* **Brano scelto**
Nel 1404 viene annessa alla Serenissima e spacciata per veneta. Sono appunto i veneti i primi a dire che non fa provincia, o perlomeno che non è etnicamente veneta in quanto non si riesce nemmeno a comprendersi parlando.

Geografia fisica

La parte alta della Provincia è completamente montuosa e abitata dai ladini. Sono una tribù probabilmente autoctona che parla un idioma che tutti reputano incomprensibile, quasi come l'italiano.

Alcuni autoctoni parlano di un luogo oscuro che loro stessi chiamano "Alpago", nella Riserva del Cansiglio. Ivi vengono conservati in vitro alcuni resti dei Cimbri. Nel 2012 si sono verificate massicce immigrazioni verso l'Alpago in quanto essendo questa zona arretrata di diversi secoli si ritiene che la fine del mondo li non sia nemmeno concepita.

Società

Nella provincia di Belluno convivono molte diverse etnie e popolazioni, ognuna delle quali ha in programma un referendum per la secessione; ma non dall'Italia o dal Veneto, e nemmeno dalla Provincia di Belluno - che a fare queste robette qui sono buone pure le femene - il referendum è per separarsi dai loro nomi. Eccoli finchè non li disconoscono:

I Pagòt

Nella parte a est ci sono dei montanari vecchi e cocciuti che si sono barricati su per una montagna e quando qualcuno va lì per fare amicizia lo cacciano a sassate. Questi amichevoli tizi abitano in Alpago (Pagottolandia o Alpagonia) e vivono nelle loro caverne scavate nella roccia carsica tipica del luogo che si differenzia dal resto della provincia, dove le montagne sono fatte di dolomite. Questa caratteristica ambientale rende l'Alpago il luogo meno interessante del pianeta Terra (sì, è meno interessante anche dell'Isola d'Elba). Gli abitanti sono tutt'oggi chiamati "pagòti" o "pagòt". La loro evoluzione cerebrale è pari a quella di un australopiteco nano antropoide, ma negli anni si sono organizzati e hanno imparato come usare le clave (l'oggetto che serve ad attaccare la clava alla cintura si chiama 'portaclave'). La leggenda narra che il capo tribù, un tempo, era l'unico in grado di saper usare un trattore. Col passare degli anni, un dittatore (tal Toni Buio), riuscì a purificare la razza imbastardendola con dei "saiok" (vedi sotto). Da allora l'unico mezzo di trasporto dei pagòt è il trattore che loro usano per fare di tutto (dall'arare il campo all'andare a messa la domenica mattina). Spesso li si vede girare in branchi canticchiando la loro tipica canzoncina: "sono sporco e non mi lavo perché vengo dall'alpago" mentre si dirigono al cinema a guardare "Dalla Cina con furore e dall'Alpago col trattore"

* **Lavoro richiesto**
Trascrivi senza modifiche la parte del brano sulla provincia di Belluno che comincia con le parole "Geografia fisica" e termina con "quasi come l'italiano.".

* **Dati di origine**
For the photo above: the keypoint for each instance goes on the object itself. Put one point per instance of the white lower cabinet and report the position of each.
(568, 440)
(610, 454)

* **Soluzione esercizio**
Geografia fisica

La parte alta della Provincia è completamente montuosa e abitata dai ladini. Sono una tribù probabilmente autoctona che parla un idioma che tutti reputano incomprensibile, quasi come l'italiano.